(Dataset excerpt)
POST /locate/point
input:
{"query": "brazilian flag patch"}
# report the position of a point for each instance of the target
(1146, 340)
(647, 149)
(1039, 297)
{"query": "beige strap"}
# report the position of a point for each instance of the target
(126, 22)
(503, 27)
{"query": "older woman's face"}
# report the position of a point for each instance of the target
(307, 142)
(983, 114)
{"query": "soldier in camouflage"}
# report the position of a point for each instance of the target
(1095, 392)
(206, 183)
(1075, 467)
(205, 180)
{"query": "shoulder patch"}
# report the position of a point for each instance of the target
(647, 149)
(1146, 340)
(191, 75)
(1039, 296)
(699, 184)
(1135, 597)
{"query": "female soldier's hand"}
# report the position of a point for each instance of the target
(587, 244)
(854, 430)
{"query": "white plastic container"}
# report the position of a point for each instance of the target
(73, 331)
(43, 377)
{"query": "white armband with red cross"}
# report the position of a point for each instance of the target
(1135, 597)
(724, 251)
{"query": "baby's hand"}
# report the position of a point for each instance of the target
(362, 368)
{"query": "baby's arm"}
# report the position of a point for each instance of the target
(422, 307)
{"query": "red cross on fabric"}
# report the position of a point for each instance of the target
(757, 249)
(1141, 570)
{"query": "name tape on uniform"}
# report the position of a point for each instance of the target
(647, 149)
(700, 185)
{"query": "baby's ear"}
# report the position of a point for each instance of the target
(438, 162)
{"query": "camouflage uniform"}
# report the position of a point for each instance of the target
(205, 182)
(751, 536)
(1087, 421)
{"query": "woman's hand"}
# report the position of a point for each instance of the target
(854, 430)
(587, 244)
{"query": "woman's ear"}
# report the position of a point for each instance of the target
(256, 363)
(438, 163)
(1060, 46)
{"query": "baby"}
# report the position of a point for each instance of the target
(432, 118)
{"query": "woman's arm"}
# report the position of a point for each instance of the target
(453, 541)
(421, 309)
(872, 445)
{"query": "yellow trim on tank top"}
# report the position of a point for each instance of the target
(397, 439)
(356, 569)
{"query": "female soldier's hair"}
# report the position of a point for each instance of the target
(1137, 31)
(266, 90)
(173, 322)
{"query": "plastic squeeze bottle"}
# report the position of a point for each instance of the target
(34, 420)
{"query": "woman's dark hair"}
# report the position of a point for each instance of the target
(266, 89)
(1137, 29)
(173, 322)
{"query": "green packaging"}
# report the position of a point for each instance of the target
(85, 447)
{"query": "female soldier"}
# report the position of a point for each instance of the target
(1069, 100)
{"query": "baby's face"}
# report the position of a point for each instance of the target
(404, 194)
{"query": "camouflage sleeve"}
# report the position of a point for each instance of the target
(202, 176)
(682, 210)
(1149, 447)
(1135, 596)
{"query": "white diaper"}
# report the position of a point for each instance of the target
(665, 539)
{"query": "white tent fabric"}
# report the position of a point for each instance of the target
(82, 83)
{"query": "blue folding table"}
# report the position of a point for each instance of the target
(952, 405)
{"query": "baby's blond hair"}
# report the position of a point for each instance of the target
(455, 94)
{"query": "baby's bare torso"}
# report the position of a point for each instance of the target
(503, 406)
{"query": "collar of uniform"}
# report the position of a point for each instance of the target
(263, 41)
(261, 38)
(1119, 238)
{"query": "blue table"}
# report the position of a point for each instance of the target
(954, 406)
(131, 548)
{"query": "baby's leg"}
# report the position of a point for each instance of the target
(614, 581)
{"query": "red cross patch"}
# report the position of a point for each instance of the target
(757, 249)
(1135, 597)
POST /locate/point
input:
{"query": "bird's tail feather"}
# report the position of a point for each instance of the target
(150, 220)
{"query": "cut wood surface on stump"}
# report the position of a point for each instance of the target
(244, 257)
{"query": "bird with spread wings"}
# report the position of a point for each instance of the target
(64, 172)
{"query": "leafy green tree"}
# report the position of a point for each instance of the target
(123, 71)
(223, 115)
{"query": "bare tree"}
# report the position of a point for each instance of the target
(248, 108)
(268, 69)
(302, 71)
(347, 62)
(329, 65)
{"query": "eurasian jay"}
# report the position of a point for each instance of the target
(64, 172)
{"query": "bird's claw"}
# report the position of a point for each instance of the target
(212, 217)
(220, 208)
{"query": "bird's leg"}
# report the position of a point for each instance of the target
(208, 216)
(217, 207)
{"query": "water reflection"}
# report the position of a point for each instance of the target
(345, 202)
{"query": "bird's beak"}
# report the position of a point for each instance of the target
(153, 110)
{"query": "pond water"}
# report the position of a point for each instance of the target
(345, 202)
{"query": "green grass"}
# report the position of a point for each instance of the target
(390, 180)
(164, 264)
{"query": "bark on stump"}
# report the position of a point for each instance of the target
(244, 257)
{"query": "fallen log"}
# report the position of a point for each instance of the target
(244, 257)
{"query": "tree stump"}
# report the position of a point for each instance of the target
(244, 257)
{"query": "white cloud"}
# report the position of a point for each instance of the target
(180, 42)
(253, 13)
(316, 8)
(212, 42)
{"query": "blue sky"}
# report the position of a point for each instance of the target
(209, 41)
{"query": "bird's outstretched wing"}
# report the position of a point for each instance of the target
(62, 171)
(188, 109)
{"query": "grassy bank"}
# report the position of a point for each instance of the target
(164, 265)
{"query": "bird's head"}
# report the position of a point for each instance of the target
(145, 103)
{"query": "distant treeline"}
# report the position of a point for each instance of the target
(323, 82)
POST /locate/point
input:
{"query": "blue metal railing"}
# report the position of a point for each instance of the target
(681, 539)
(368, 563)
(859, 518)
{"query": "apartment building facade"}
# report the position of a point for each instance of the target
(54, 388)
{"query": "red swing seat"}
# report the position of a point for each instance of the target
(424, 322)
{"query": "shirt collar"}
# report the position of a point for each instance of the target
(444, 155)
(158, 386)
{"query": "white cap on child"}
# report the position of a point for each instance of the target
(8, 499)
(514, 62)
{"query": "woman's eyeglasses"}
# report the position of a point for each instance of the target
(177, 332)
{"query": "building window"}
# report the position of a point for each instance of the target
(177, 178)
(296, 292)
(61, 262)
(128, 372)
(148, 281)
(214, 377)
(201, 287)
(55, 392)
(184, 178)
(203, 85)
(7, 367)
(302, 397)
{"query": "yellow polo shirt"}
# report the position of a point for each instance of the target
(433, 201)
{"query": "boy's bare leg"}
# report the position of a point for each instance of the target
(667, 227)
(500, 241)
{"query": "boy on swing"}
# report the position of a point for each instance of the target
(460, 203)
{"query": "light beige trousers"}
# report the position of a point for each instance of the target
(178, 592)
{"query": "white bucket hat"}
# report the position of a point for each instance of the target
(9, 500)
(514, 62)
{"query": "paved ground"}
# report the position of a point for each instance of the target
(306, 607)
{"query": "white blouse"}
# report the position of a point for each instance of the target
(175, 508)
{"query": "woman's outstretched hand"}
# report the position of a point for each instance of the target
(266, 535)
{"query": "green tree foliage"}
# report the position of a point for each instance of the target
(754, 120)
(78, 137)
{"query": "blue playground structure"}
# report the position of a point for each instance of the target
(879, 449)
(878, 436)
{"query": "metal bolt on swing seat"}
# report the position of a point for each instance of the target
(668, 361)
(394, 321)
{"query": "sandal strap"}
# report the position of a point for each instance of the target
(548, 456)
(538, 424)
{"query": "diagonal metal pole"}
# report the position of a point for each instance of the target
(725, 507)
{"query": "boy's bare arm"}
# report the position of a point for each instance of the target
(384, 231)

**What to work on:** Transcribe each entry exactly.

**Answer in full:**
POST /locate/point
input:
{"query": "brazilian flag patch"}
# report the position of a point for each instance of the target
(1146, 340)
(647, 149)
(1039, 297)
{"query": "beige strap"}
# report the position of a point for each instance of the target
(126, 22)
(503, 27)
{"query": "older woman's face"}
# report the position of a point for each instance of the target
(307, 142)
(983, 114)
{"query": "soldier in camouflage"}
# report the position of a point for each instance of the target
(1095, 392)
(206, 183)
(1075, 467)
(205, 180)
{"query": "shoulder patch"}
# report the position of a point for each instance of the target
(647, 149)
(1146, 340)
(191, 75)
(1039, 296)
(699, 184)
(1135, 597)
{"query": "female soldier's hand"}
# report the position of a point for each instance of the target
(587, 244)
(854, 430)
{"query": "white plastic container"}
# report the position of a point for each instance of the target
(73, 331)
(43, 377)
{"query": "white armband with red cross"}
# report the position of a point for each instance of the target
(1135, 597)
(724, 251)
{"query": "baby's hand"}
# report the position of a point for each instance of the target
(362, 368)
{"query": "baby's arm"}
# report the position of a point for each instance of the target
(422, 307)
{"query": "red cross on fabric"}
# report the position of a point for each instance of the target
(757, 249)
(1141, 570)
{"query": "name tape on uniform"}
# report the position of a point for each instance of the target
(647, 149)
(700, 185)
{"query": "baby's ear"}
# report the position of a point for each instance of the target
(438, 162)
{"query": "camouflage uniform"}
# report the position of a point for each instance of the target
(205, 182)
(751, 536)
(1087, 421)
{"query": "woman's hand"}
# report the position of a point for each instance of the target
(854, 430)
(587, 244)
{"query": "woman's ear"}
# report the position of a point for each instance of the target
(256, 363)
(438, 163)
(1060, 46)
{"query": "baby"}
# report the position of a point for each instance of the target
(432, 118)
{"query": "woman's arm"}
# report the position of a point for each instance of the target
(453, 541)
(421, 309)
(872, 445)
{"query": "yellow trim on tank top"}
# report the position of a point for each instance of the target
(397, 439)
(356, 569)
{"query": "female soldier's hair"}
# report the position of a point for each instance of the target
(1137, 31)
(266, 90)
(173, 322)
{"query": "plastic squeeze bottle"}
# report the position of a point for each instance of the target
(34, 420)
{"query": "woman's dark hair"}
# report the position of a point for each instance of the target
(266, 89)
(1137, 29)
(173, 322)
{"query": "green packaging"}
# report the position of a point for each instance of the target
(85, 447)
{"query": "female soldier"}
# report the position of a point for each instance of the target
(1069, 100)
{"query": "baby's face"}
# report the position of a point for each instance of the target
(404, 194)
{"query": "camouflage sleeve"}
# report the position of a point for each instance of the target
(202, 176)
(682, 210)
(1149, 447)
(1135, 596)
{"query": "white diaper"}
# report the position of a point for each instance of the target
(665, 539)
{"query": "white tent fabric"}
# report the position of a point for each instance of the target
(82, 83)
{"query": "blue folding table"}
# report the position of a point for each instance of the target
(952, 405)
{"query": "baby's blond hair"}
# report the position of a point for each instance of the target
(455, 94)
{"query": "baby's bare torso"}
# report the position of a point for each instance of the target
(503, 406)
{"query": "collar of uniform"}
# report the position of a point for each instance of the target
(263, 41)
(261, 38)
(1119, 238)
{"query": "blue table"}
# report the position of a point for each instance of the target
(954, 406)
(131, 548)
{"query": "baby's leg"}
# report the position of a point for each instance of the target
(614, 581)
{"query": "red cross patch"}
# report the position of a point for each instance of the target
(757, 249)
(1135, 597)
POST /locate/point
input:
{"query": "bird's tail feather"}
# report the position of a point for each instance of the target
(150, 220)
{"query": "cut wood surface on stump"}
# report the position of a point for each instance of the target
(244, 257)
{"query": "bird with spread wings"}
# report the position of a point for each instance of the target
(64, 172)
{"query": "leafy green tree"}
# report the position of a point for each instance of the target
(123, 71)
(223, 115)
{"query": "bare tree"}
# report the position of a point for each instance of the target
(248, 108)
(268, 69)
(302, 71)
(347, 62)
(329, 65)
{"query": "eurasian jay"}
# report the position of a point for each instance of the target
(64, 172)
{"query": "bird's claw"}
# report the position of a point for each instance of the target
(212, 217)
(220, 208)
{"query": "bird's leg"}
# report the position of a point for each instance of the target
(208, 216)
(217, 207)
{"query": "water reflection"}
# report the position of a point for each instance of the target
(345, 202)
{"query": "bird's beak"}
# report the position of a point for each instance of the target
(153, 110)
{"query": "pond water"}
# report the position of a point for each instance of the target
(345, 202)
{"query": "green grass"}
# report the position of a point for each instance of the target
(390, 180)
(164, 264)
{"query": "bark on stump"}
# report the position of a point for each instance of the target
(244, 257)
{"query": "fallen log"}
# report the position of a point for each instance of the target
(244, 257)
{"query": "tree stump"}
# report the position of a point for each instance of the target
(244, 257)
{"query": "white cloud"}
# report the position of a point for each instance of the target
(180, 42)
(253, 13)
(316, 8)
(212, 42)
{"query": "blue sky"}
# report the position of a point for each instance of the target
(209, 41)
{"query": "bird's outstretched wing"}
# report the position of a point for each instance of the target
(62, 171)
(188, 109)
{"query": "grassy bank"}
# report the position of a point for each instance of the target
(164, 265)
{"query": "bird's head"}
# report the position of a point for each instance of the target
(145, 103)
{"query": "distant treeline"}
# report the position of a point for each instance of the target
(323, 82)
POST /locate/point
input:
{"query": "blue metal railing"}
# report the position of a point for each instance of the target
(681, 539)
(368, 563)
(859, 518)
{"query": "apartment building facade"}
# report the position of a point for each instance of the target
(54, 388)
{"query": "red swing seat"}
# report the position of a point for each instance of the target
(424, 322)
{"query": "shirt collar"}
# report the position of a point for each instance of the target
(444, 155)
(158, 386)
{"query": "white cap on child"}
# report the position of a point for each instance of the target
(8, 499)
(514, 62)
{"query": "woman's eyeglasses"}
# report the position of a point for each instance of the target
(177, 332)
{"query": "building window"}
# report the position of a point for each instance of the target
(177, 178)
(296, 292)
(61, 262)
(128, 372)
(148, 281)
(214, 377)
(201, 287)
(55, 392)
(184, 178)
(203, 85)
(7, 367)
(302, 397)
{"query": "yellow polo shirt"}
# report the position of a point for each instance of the target
(433, 201)
{"query": "boy's bare leg"}
# report the position of a point for each instance of the target
(667, 227)
(500, 241)
{"query": "boy on swing"}
# report the position of a point for each instance of the target
(460, 203)
{"query": "light beige trousers"}
# report the position of a point for each instance of the target
(178, 592)
{"query": "white bucket hat"}
# report the position of a point for each instance of the target
(9, 500)
(514, 62)
{"query": "paved ground"}
# report the position of a point for each instance of the target
(306, 607)
{"query": "white blouse"}
# report the position of a point for each instance of the target
(175, 508)
{"query": "woman's outstretched hand"}
# report the position of a point for each instance of the target
(266, 535)
{"query": "green tree foliage"}
# report the position of a point for each instance of the target
(754, 120)
(78, 137)
{"query": "blue playground structure"}
# report the position of a point for each instance of the target
(879, 449)
(878, 436)
{"query": "metal bolt on swing seat"}
# report the position of a point for each instance of the target
(668, 361)
(394, 321)
{"query": "sandal strap"}
# report the position of a point for each instance of the target
(548, 456)
(538, 424)
{"query": "diagonal metal pole"}
# report the position of a point for each instance of the target
(725, 507)
{"query": "boy's bare arm"}
# report the position of a point for each instance of the target
(384, 231)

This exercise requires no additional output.